Uno de los cuadernos escolares
usados
por Proust en la escritura de
En busca del tiempo perdido


Cada día otorgo menos valor a la inteligencia. Cada día soy más consciente de que sólo al margen de ella puede rescatar el escritor alguna parcela de sus impresiones pasadas, es decir, alcanzar algo de sí mismo y también la única materia del arte. Lo que la inteligencia nos devuelve con el nombre de pasado no es tal. En realidad, al igual que sucede con el alma de los difuntos en ciertas leyendas populares, cada momento de nuestra vida, tan pronto muere, se encarna y se oculta tras algún objeto material. Y allí permanece prisionero, eternamente prisionero, a no ser que demos con el objeto. A través de éste lo reconocemos, lo llamamos y queda liberado. Es perfectamente posible que el objeto donde se oculta -o la sensación, ya que, en relación a nosotros, todo objeto es sensación- no lo encontremos jamás. Y así, hay momentos en nuestra vida que nunca resucitarán. ¡Es tan pequeño ese objeto, está tan perdido en el mundo, existen tan pocas posibilidades de que se cruce en nuestro camino! He pasado varios veranos de mi vida en una casa de campo. A veces pensaba en esos veranos, pero no eran ellos. Había grandes probabilidades de que permaneciesen eternamente muertos para mí. Su resurrección obedeció, como todas las resurrecciones, a un mero azar. La otra noche, como regresé helado por la nieve y no podía entrar en calor, me puse a leer en mi habitación a la luz de la lámpara, y mi anciana cocinera se ofreció a prepararme una taza de té, infusión que no tomo nunca. Y quiso el azar que me trajera unas tostadas. Mojé la tostada en el té, y en el momento en que me llevé la tostada a la boca y la sentía ablandarse mientras el sabor del té me impregnaba el paladar, me invadió una turbación, efluvios de geranios y naranjos, una sensación de luz extraordinaria, de felicidad
...

_ _ _

Indica si cada afirmación concuerda con el fragmento, respondiendo sí o no y citando literalmente las palabras del fragmento que lo deciden. 1. El narrador toma té con frecuencia. 2. La cocinera le llevó unas tostadas. 3. Todo momento de la vida acaba resucitando tarde o temprano. Los datos que aparecen a continuación son un material aparte, sin relación con el fragmento.

_ _ _

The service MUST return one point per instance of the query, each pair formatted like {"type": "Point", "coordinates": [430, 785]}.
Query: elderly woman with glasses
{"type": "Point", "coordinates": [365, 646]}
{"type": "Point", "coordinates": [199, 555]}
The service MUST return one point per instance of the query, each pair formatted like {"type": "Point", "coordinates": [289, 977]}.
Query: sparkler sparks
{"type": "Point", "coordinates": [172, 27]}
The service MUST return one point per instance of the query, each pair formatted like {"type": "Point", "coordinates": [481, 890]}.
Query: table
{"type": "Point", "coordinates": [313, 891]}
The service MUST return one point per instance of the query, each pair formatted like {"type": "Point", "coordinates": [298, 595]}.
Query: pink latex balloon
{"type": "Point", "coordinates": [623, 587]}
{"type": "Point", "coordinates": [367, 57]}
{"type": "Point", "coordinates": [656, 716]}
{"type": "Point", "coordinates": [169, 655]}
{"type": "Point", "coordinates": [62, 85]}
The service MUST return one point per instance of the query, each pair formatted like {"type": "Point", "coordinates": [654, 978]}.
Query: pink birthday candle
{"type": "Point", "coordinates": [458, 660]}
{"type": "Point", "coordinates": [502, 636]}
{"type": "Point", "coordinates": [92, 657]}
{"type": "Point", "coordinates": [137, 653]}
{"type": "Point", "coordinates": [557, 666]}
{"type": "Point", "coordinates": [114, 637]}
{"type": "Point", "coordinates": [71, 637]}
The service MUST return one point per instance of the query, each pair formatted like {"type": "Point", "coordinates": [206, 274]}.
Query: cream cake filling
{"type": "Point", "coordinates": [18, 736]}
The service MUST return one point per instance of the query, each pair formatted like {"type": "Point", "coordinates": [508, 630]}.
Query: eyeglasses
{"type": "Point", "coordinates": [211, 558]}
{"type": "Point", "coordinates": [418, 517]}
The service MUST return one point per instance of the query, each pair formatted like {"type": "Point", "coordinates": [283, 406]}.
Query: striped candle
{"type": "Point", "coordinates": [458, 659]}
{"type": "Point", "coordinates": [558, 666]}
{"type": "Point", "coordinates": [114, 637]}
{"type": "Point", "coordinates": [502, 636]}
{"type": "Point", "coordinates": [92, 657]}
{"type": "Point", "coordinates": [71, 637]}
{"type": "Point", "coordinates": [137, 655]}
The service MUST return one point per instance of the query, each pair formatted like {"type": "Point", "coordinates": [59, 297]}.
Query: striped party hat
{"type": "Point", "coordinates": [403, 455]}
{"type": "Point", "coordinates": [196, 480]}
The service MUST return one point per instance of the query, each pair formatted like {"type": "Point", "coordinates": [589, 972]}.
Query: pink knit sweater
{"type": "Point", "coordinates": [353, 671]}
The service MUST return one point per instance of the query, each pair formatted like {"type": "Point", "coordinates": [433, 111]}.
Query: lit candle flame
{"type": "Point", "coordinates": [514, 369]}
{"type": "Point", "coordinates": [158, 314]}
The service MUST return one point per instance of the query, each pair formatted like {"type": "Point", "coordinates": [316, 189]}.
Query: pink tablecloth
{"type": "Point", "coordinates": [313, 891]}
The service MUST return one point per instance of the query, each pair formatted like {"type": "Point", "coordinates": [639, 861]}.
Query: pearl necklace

_ _ _

--- Respuesta ---
1. No: "infusión que no tomo nunca".
2. Sí: "Y quiso el azar que me trajera unas tostadas."
3. No: "hay momentos en nuestra vida que nunca resucitarán."